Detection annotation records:
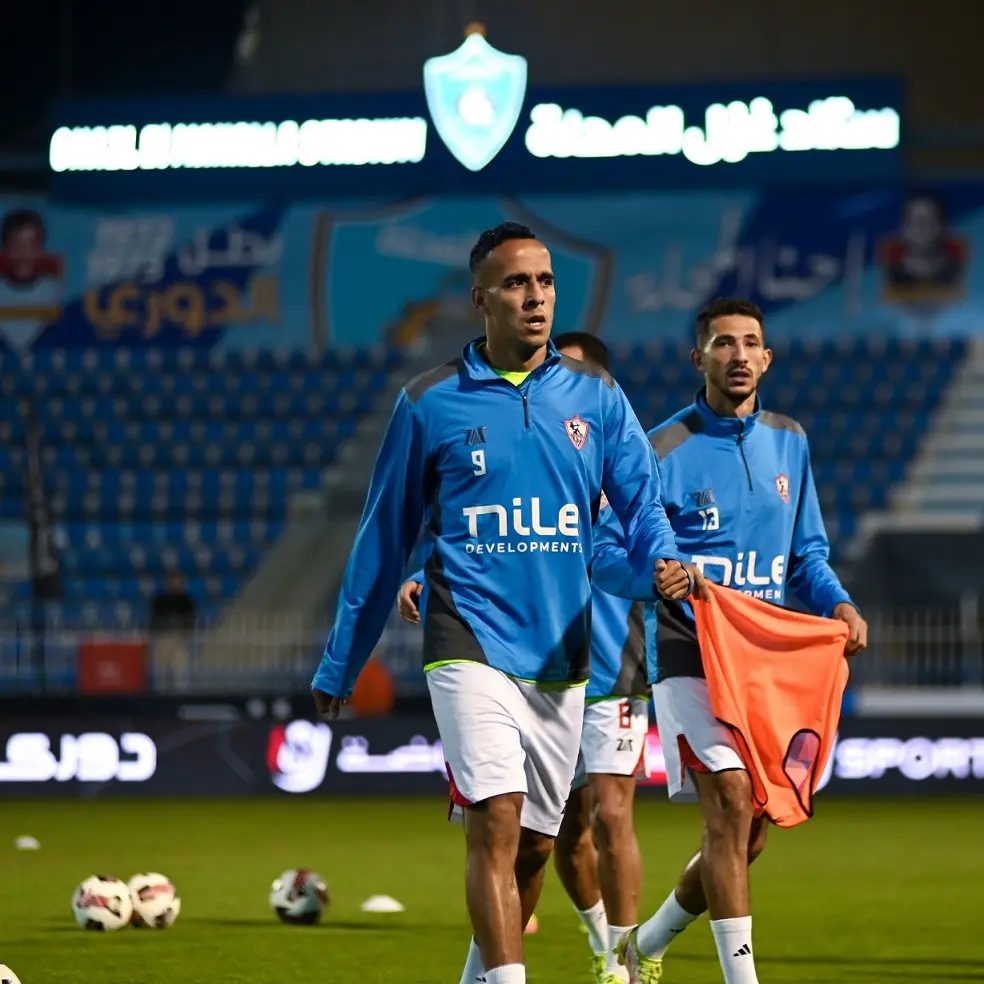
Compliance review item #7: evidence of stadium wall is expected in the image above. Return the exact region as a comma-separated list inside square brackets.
[0, 710, 984, 808]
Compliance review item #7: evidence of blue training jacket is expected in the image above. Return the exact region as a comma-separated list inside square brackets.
[592, 393, 853, 681]
[406, 497, 652, 701]
[313, 339, 679, 697]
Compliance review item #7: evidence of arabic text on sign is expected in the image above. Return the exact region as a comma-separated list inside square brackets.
[526, 96, 900, 167]
[83, 274, 280, 338]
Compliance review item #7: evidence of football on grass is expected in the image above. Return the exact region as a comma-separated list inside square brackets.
[128, 871, 181, 929]
[270, 868, 328, 926]
[72, 875, 133, 931]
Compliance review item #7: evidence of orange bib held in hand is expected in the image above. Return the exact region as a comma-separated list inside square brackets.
[693, 583, 849, 827]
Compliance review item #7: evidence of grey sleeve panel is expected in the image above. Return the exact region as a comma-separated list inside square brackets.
[560, 355, 615, 389]
[759, 410, 806, 437]
[403, 358, 465, 403]
[649, 410, 704, 461]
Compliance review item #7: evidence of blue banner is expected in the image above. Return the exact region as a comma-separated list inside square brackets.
[49, 73, 903, 201]
[0, 183, 984, 352]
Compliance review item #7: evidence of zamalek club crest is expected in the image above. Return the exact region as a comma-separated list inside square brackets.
[776, 474, 789, 503]
[564, 417, 588, 451]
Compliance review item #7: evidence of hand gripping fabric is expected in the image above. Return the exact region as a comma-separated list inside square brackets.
[693, 583, 849, 827]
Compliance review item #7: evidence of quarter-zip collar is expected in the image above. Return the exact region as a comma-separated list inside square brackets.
[461, 335, 560, 379]
[694, 390, 762, 441]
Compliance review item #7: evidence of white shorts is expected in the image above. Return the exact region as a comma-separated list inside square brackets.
[571, 697, 649, 789]
[427, 662, 585, 837]
[653, 677, 745, 803]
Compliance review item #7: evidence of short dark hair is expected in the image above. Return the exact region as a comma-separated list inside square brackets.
[696, 297, 765, 348]
[0, 208, 46, 243]
[902, 188, 950, 225]
[553, 331, 612, 372]
[468, 222, 536, 273]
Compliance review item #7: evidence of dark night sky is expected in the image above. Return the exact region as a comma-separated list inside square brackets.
[0, 0, 247, 151]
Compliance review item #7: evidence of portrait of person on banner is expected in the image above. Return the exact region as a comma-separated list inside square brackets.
[0, 208, 64, 351]
[882, 192, 970, 307]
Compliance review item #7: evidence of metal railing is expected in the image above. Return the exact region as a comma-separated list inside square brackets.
[0, 608, 984, 697]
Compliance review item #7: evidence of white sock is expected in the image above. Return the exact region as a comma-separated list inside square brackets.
[711, 916, 758, 984]
[460, 936, 485, 984]
[605, 926, 632, 982]
[574, 899, 608, 953]
[485, 964, 526, 984]
[636, 891, 697, 957]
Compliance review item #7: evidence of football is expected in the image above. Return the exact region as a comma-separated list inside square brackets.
[72, 875, 133, 931]
[127, 871, 181, 929]
[270, 868, 328, 926]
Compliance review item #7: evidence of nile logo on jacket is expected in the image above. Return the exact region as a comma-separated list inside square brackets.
[461, 496, 583, 554]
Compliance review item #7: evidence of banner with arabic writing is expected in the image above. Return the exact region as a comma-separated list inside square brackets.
[0, 183, 984, 352]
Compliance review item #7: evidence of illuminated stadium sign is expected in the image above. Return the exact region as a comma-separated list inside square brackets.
[48, 72, 902, 198]
[49, 96, 900, 172]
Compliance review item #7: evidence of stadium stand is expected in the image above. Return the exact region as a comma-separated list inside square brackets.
[613, 339, 967, 564]
[0, 340, 966, 626]
[0, 348, 401, 626]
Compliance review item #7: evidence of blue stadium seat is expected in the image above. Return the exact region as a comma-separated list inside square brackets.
[612, 338, 967, 559]
[0, 346, 403, 624]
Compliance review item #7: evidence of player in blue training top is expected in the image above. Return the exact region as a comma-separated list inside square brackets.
[312, 223, 702, 984]
[399, 331, 649, 984]
[592, 298, 868, 984]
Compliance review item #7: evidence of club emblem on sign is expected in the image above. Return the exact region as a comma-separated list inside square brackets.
[424, 25, 526, 171]
[564, 417, 588, 451]
[776, 475, 789, 502]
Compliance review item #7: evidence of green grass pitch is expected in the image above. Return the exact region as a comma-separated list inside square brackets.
[0, 798, 984, 984]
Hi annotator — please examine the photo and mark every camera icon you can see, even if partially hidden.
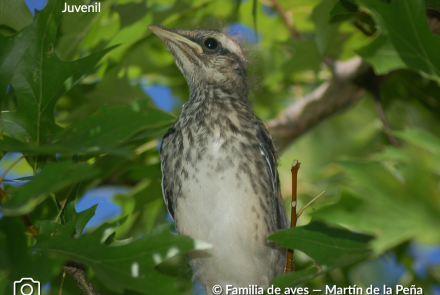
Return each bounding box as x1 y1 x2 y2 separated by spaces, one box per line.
14 278 41 295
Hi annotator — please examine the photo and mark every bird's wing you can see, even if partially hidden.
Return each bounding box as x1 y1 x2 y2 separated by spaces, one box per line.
160 127 175 220
257 119 288 229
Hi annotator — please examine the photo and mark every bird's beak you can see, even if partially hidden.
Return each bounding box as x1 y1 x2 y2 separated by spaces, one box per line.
148 25 203 54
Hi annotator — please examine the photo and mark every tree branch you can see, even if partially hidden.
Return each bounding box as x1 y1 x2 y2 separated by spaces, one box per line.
266 57 374 150
64 261 99 295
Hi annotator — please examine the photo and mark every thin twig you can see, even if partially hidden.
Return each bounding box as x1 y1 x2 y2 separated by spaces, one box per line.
284 160 301 273
58 270 66 295
272 0 301 38
55 185 75 222
64 261 99 295
296 191 325 219
374 98 400 147
0 155 24 183
0 186 7 203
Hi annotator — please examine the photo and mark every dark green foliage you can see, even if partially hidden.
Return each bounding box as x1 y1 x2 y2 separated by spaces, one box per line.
0 0 440 295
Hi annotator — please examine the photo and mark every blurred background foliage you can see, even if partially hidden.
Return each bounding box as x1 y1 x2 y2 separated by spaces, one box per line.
0 0 440 295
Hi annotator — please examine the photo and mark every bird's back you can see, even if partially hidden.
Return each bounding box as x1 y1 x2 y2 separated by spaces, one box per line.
161 86 287 290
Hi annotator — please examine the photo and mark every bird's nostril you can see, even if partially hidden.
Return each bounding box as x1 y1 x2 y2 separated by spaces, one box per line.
203 38 218 49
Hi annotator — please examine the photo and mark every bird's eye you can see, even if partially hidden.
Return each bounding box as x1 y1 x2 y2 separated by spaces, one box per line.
203 38 218 49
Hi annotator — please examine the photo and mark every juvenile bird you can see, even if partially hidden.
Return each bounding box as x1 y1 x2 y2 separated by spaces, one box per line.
149 25 287 294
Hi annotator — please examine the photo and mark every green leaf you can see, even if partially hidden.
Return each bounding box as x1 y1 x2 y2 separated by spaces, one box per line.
3 0 115 144
1 162 99 216
54 100 175 153
269 222 372 271
357 0 440 80
272 268 321 294
34 222 211 294
0 22 36 114
282 39 322 75
313 157 440 254
311 0 343 57
64 201 98 238
356 31 406 75
0 217 63 294
392 128 440 155
0 136 70 155
115 0 147 28
425 0 440 11
330 0 358 15
0 0 33 31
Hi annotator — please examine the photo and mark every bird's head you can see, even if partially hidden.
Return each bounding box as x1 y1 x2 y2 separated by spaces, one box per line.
148 25 247 95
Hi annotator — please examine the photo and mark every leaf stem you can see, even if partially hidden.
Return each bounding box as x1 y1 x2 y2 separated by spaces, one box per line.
0 155 24 183
64 261 99 295
284 160 301 273
55 185 75 222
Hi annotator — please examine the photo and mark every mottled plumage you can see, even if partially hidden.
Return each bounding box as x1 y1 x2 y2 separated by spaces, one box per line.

● **The problem**: Rewrite the records above with "annotator" swapped for "labeler" and every other word unchanged. Leave out the pictures.

● **Result for this task**:
Compliance review item #7: evidence of stadium wall is expected in the image above. Return the exact region as a comma-separated list inside square brackets.
[0, 710, 984, 808]
Compliance review item #7: evidence of blue training jacket is expected in the image above. Return the exact region as a comma-separated list inside square brackets.
[592, 393, 853, 681]
[406, 497, 652, 701]
[313, 339, 679, 697]
Compliance review item #7: evidence of arabic text on sign is expected in the image above. Return the exact region as a comma-separated list inside square brackets.
[526, 96, 900, 167]
[83, 274, 280, 338]
Compliance review item #7: evidence of football on grass is expected in the image above. Return the exact region as a comma-separated list inside square brackets.
[128, 871, 181, 929]
[270, 868, 328, 926]
[72, 875, 133, 931]
Compliance review item #7: evidence of orange bib held in hand is expected in the image above. Return the exact region as a comma-separated list inside square brackets.
[693, 583, 849, 827]
Compliance review item #7: evidence of grey sleeve panel is expected in the image above. Return the exact region as a comma-separated list inside square brackets.
[560, 355, 615, 389]
[759, 410, 806, 437]
[403, 358, 465, 403]
[649, 410, 704, 461]
Compliance review item #7: evidence of blue banner is expected in the image above. Return the exact region as a comma-separated list inside square brackets.
[49, 73, 903, 201]
[0, 183, 984, 352]
Compliance review item #7: evidence of zamalek club crest is expected in the image above. Return the exact region as a comma-separated list inside square brackets.
[776, 474, 789, 503]
[564, 417, 588, 451]
Compliance review item #7: evidence of hand gripping fabric is expected in the image above. Return the exact region as a comma-separated list inside square brackets.
[693, 583, 849, 827]
Compliance review item #7: evidence of quarter-zip collar is expected in the image above. Return the exact region as a comma-separated list inside square brackets.
[461, 335, 560, 379]
[694, 390, 762, 441]
Compliance review item #7: evidence of white shorts is expected in the image above. Return the exact region as a comma-separated list inside square brackets.
[571, 697, 649, 789]
[427, 662, 585, 837]
[653, 677, 745, 803]
Compliance review item #7: evidence of short dark hair is expected in the image above. Return the exact region as a comma-separated list inside square brackets.
[696, 297, 765, 348]
[0, 208, 46, 243]
[902, 188, 950, 225]
[553, 331, 612, 372]
[468, 222, 536, 273]
Compliance review item #7: evidence of dark night sky is expected in the image above. Return the exact region as a comma-separated list inside square brackets.
[0, 0, 247, 151]
Compliance review item #7: evidence of portrait of person on banner is expected in the image above. Return the exact region as a comma-separated list inside square brackets.
[0, 208, 64, 351]
[882, 192, 970, 307]
Compliance review item #7: evidence of metal railing is expected in the image above. Return the exact region as a comma-separated list inside square brackets.
[0, 608, 984, 697]
Compliance review item #7: evidence of white sock is expected in the image above. Return the exact region as a comma-separated list inside square brackets.
[711, 916, 758, 984]
[460, 936, 485, 984]
[605, 926, 632, 982]
[574, 899, 608, 953]
[485, 964, 526, 984]
[636, 891, 697, 957]
Compliance review item #7: evidence of football is expected in the image above. Return the exact region as a comma-separated list inside square brackets.
[72, 875, 133, 931]
[127, 871, 181, 929]
[270, 868, 328, 926]
Compliance review item #7: evidence of nile logo on jacket is expected in the image above. Return the exact region as a comma-separated list inside square brackets.
[461, 496, 583, 554]
Compliance review item #7: evidence of banner with arabic writing is expected in the image above. Return the exact region as a comma-separated list inside square brackets.
[0, 183, 984, 352]
Compliance review item #7: evidence of illuminated stadium sign is expected in the image above. Return the exact region as a comma-separated list inside square brackets.
[48, 72, 902, 198]
[49, 96, 900, 172]
Compliance review item #7: evidence of stadium stand is expected in the image above. Return the exact region as a comma-separated list inside square brackets.
[613, 339, 967, 564]
[0, 340, 966, 626]
[0, 348, 401, 626]
Compliance review item #7: evidence of blue stadium seat is expected in the image above. Return the exact region as a comma-separated list inside square brackets.
[612, 338, 967, 559]
[0, 346, 403, 624]
Compliance review item #7: evidence of player in blue training top is expected in the image above. Return the exact region as a comma-separated list inside square brackets.
[312, 223, 702, 984]
[399, 331, 649, 984]
[592, 298, 868, 984]
Compliance review item #7: evidence of club emblem on sign is expected in the image above. Return the exact region as a comma-separated list inside square brackets.
[424, 25, 526, 171]
[564, 417, 588, 451]
[776, 475, 789, 502]
Compliance review item #7: evidence of green grass pitch is expected in the image above. Return the exact region as a comma-separated list inside square brackets.
[0, 798, 984, 984]
Hi labeler — please examine the photo and mark every camera icon you can see, even if partially hidden.
Return each bounding box as x1 y1 x2 y2 separated by spaces, one box per line.
14 278 41 295
Hi labeler — please examine the photo and mark every bird's wing you can see, even if partially hidden.
Return each bounding box as x1 y1 x2 y2 separated by spaces, one box per line.
160 127 175 220
257 119 288 229
Hi labeler — please examine the photo and mark every bird's beak you can see, even if partially hidden.
Return each bounding box as x1 y1 x2 y2 separated by spaces, one box per line.
148 25 203 54
Hi labeler — please examine the photo and mark every tree branch you can see, even if partially hidden.
Return each bounding box as x1 y1 x2 y2 separated by spaces, one box per line.
266 57 374 150
64 261 99 295
Hi labeler — please examine the photo and mark every thin twig you can see, even if partially hidden.
Return each bounding box as x1 y1 x2 y2 separated by spaces, one box per line.
284 160 301 273
58 270 66 295
272 0 301 38
55 185 75 222
64 261 99 295
296 191 325 219
374 98 400 147
0 155 24 183
0 186 7 203
Hi labeler — please examine the photo and mark every dark green foliage you can see, even if partially hidden.
Return each bounding box as x1 y1 x2 y2 separated by spaces, one box per line.
0 0 440 295
Hi labeler — please examine the photo and mark every blurred background foliage you can see, even if partially hidden.
Return each bounding box as x1 y1 x2 y2 separated by spaces, one box per line.
0 0 440 295
Hi labeler — please examine the photo and mark every bird's back you can see, even if partially hidden.
Return each bounding box as x1 y1 x2 y2 separated by spaces, one box per line.
161 86 287 290
Hi labeler — please examine the photo and mark every bird's nostril you can see, even if partially hidden.
Return each bounding box as x1 y1 x2 y2 separated by spaces, one box per line.
203 38 218 49
Hi labeler — please examine the photo and mark every bird's eye you can see, even if partially hidden.
Return each bounding box as x1 y1 x2 y2 separated by spaces, one box per line.
203 38 218 49
Hi labeler — please examine the photo and mark every juvenile bird you can see, even if partially hidden.
Return each bounding box as x1 y1 x2 y2 separated by spaces, one box per line.
149 25 287 294
Hi labeler — please examine the photo and mark every green leaf you can see, even if partially hidden.
Return each bounding box as x1 y1 x2 y2 separated by spaces, one box per line.
3 0 115 144
1 162 99 216
54 100 175 153
269 222 372 271
357 0 440 80
272 268 321 294
34 222 211 294
0 22 36 114
282 39 322 75
313 157 440 254
311 0 343 57
64 201 98 238
356 31 406 75
0 217 63 294
392 128 440 155
0 136 70 155
115 0 147 28
425 0 440 11
330 0 358 15
0 0 33 31
Hi labeler — please examine the photo and mark every bird's head you can see, even if partially hidden.
Return each bounding box as x1 y1 x2 y2 separated by spaces, one box per line.
148 25 247 95
Hi labeler — please examine the photo and mark every leaf stem you can see, even if partially hidden.
Return each bounding box as x1 y1 x2 y2 separated by spaces, one box per line.
0 155 24 183
64 261 99 295
284 160 301 273
55 185 75 222
Hi labeler — please examine the photo and mark every mottled plumage you can see, even if partially hidden.
Return each bounding box as x1 y1 x2 y2 separated by spaces, one box per line.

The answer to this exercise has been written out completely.